Present the data once more in exactly its original form.

++++++++++++++++++++

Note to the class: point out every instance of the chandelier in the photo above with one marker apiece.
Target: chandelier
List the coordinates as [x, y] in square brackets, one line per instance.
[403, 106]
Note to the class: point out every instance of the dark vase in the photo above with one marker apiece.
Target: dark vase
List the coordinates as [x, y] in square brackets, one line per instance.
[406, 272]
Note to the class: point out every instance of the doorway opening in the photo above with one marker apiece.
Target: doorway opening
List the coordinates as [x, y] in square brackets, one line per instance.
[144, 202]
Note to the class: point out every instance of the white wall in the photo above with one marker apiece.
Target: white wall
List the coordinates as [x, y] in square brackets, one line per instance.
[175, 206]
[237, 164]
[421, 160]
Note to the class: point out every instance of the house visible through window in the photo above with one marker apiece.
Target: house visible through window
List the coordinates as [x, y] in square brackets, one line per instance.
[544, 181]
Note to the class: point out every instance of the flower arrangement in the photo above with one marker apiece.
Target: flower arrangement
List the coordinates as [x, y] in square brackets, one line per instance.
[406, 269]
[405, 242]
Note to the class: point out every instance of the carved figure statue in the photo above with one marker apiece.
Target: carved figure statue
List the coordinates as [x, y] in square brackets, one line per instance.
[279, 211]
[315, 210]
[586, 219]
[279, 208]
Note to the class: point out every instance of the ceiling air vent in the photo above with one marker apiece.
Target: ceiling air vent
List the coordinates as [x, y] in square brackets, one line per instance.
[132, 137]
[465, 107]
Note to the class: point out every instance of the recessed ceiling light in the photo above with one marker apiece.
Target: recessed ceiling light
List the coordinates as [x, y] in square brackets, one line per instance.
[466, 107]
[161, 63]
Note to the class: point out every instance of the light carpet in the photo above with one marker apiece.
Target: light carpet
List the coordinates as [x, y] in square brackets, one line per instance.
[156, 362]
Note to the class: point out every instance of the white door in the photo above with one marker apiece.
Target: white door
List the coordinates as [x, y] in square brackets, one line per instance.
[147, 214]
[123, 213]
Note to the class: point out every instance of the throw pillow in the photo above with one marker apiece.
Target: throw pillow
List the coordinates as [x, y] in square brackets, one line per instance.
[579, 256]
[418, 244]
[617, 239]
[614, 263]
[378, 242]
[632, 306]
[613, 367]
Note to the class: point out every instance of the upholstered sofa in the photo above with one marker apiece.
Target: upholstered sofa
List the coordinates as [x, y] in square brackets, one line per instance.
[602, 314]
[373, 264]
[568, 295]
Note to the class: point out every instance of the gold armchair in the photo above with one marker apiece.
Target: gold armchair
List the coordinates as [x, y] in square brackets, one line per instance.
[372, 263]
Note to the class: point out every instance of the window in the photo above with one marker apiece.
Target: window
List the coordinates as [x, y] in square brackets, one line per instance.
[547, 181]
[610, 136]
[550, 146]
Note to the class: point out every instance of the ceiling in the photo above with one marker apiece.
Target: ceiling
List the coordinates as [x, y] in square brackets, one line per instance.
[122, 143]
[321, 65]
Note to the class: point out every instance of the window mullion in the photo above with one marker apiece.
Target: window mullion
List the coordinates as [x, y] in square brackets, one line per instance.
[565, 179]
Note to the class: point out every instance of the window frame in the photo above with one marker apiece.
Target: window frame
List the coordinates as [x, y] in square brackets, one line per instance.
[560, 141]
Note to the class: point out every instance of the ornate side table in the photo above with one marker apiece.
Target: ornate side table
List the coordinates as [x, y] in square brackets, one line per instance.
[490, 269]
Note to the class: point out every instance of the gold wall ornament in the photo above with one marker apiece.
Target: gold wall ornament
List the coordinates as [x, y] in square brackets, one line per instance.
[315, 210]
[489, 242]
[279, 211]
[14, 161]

++++++++++++++++++++

(TASK RESULT)
Note to the class: point out every instance of the chandelier in the photo above with one marker apiece.
Target: chandelier
List the coordinates as [x, y] in square brackets, one line per instance.
[403, 106]
Note to the class: point out every instance of the dark vase in the photo above with one marker apiece.
Target: dark vase
List the coordinates as [x, y] in square brackets, one line per instance.
[406, 272]
Note to the class: point out every instance of the doorway opening in the photo above with one marker apiece.
Target: doorway opening
List the coordinates as [x, y] in square brackets, one line per instance.
[144, 202]
Note to the class: point out every instance of the white wall in the photo above with one marker apiece.
Target: white wall
List the coordinates as [x, y] in square brackets, one line per instance.
[175, 206]
[237, 164]
[421, 160]
Note to the class: point out every instance of the house visible through window in the photo above with one marker apiece.
Target: house visible through window
List the coordinates as [x, y] in square brackets, one line per instance.
[544, 181]
Note to the class: point out every instance of the flower arrangement in the photo above with one marker apiece.
Target: flower arrangement
List the coordinates as [x, y] in square brackets, one line per instance.
[406, 269]
[405, 242]
Note to the class: point out every instance of the carved figure statue in the photo above with one marker apiece.
Target: carved figure statue
List the coordinates as [x, y] in square brackets, one line per instance.
[279, 211]
[315, 210]
[586, 219]
[279, 208]
Note to the class: point out every instance of the ceiling air vent in the photo above with one marker apiece.
Target: ceiling air vent
List the coordinates as [x, y] in square brackets, one line per instance.
[132, 137]
[465, 107]
Note to the class: point out every instance of the recessed ceiling light in the photo above with one marker apiece.
Target: recessed ceiling light
List the coordinates as [x, y] in square brackets, one line per instance.
[466, 107]
[161, 63]
Note to the class: point out every instance of the light carpet in the photo above with one marker apiece.
Target: light carpet
List the coordinates as [x, y] in square brackets, one line per instance.
[156, 362]
Note to the class: point out every instance of the white door in the photo above with one marker apiece.
Target: white door
List the coordinates as [x, y] in square brackets, one line per instance.
[147, 214]
[123, 213]
Note to the class: point out every instance of the throw pillow in the photo above with one marker apiece.
Target: throw pillow
List the coordinates as [x, y] in square brackets, one line per instance.
[579, 256]
[418, 244]
[617, 239]
[614, 263]
[378, 242]
[632, 306]
[613, 367]
Note to the class: point out every instance of the upholstered sofa in the photo above with one marker apiece.
Target: upholstered sofa
List the coordinates as [x, y] in square brackets, one line per instance.
[602, 314]
[373, 264]
[568, 295]
Note to the class: point out every instance of the gold armchair in the photo above with one marker apiece.
Target: gold armchair
List the coordinates as [x, y] in square brackets, one line per instance.
[372, 263]
Note to the class: point out every instance of the window in the photo above with one marker apiece.
Target: window
List the coordinates as [x, y] in square brackets, one line per instance.
[547, 181]
[610, 136]
[550, 146]
Note to the class: point out every instance of the ceiling in the photo above with one marker apiece.
Target: ceiling
List the coordinates as [x, y] in square brackets, one line per instance.
[122, 143]
[321, 65]
Note to the class: point out every instance of the window mullion in the photo above with one marker apiece.
Target: window mullion
List the coordinates as [x, y] in square brackets, one line per instance.
[565, 179]
Note to the class: point out every instance of the window frame in the photo above with one marker apiece.
Target: window frame
List the coordinates as [x, y] in square brackets, one line per instance.
[560, 141]
Note to the class: point out every instance of the ornate side table in the photo above with one marker apiece.
Target: ornate side table
List the coordinates as [x, y] in square brackets, one line per instance.
[490, 269]
Note to the class: point out every instance of the gold wall ornament in the photo above with one marker apiece.
Target: gold wall ornament
List the coordinates as [x, y] in square brackets, one line per instance.
[315, 210]
[489, 242]
[279, 211]
[14, 161]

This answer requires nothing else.